What you should do ▸ All of the material below is to be returned exactly.
* START *
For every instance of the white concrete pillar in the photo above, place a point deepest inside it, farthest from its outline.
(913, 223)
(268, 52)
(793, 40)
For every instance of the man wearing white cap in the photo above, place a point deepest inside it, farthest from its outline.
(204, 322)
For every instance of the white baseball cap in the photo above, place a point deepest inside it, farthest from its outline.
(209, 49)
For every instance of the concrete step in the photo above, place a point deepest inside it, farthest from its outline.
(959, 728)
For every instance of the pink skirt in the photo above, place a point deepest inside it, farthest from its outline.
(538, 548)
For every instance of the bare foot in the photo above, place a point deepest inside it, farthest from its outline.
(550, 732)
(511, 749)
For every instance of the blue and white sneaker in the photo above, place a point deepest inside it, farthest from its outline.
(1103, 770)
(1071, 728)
* END *
Task result ▸
For every instance of the white concrete pillar in the photo above, place a point deepest inside it, farthest from its outline.
(913, 223)
(268, 52)
(793, 40)
For every instance of the man wearing white cap in the photo above, place a point deepest inside it, farthest from its outline.
(204, 322)
For every instance of the white baseball cap in the photo above, place a point deepest inside it, farthest from its outline.
(209, 49)
For every instance of the concrete step in the photo above, place a point deepest inside it, farthest from its outline.
(959, 728)
For every instance of the pink skirt in the photo above, place a point deepest inside it, farthest from its outline.
(538, 548)
For every instance of the bare foot in the photo above, place a point deepest inside it, farthest from its outline.
(550, 732)
(511, 749)
For every instance of the blue and white sneaker in the photo above, place a point deepest inside it, farthest from its outline.
(1103, 770)
(1071, 728)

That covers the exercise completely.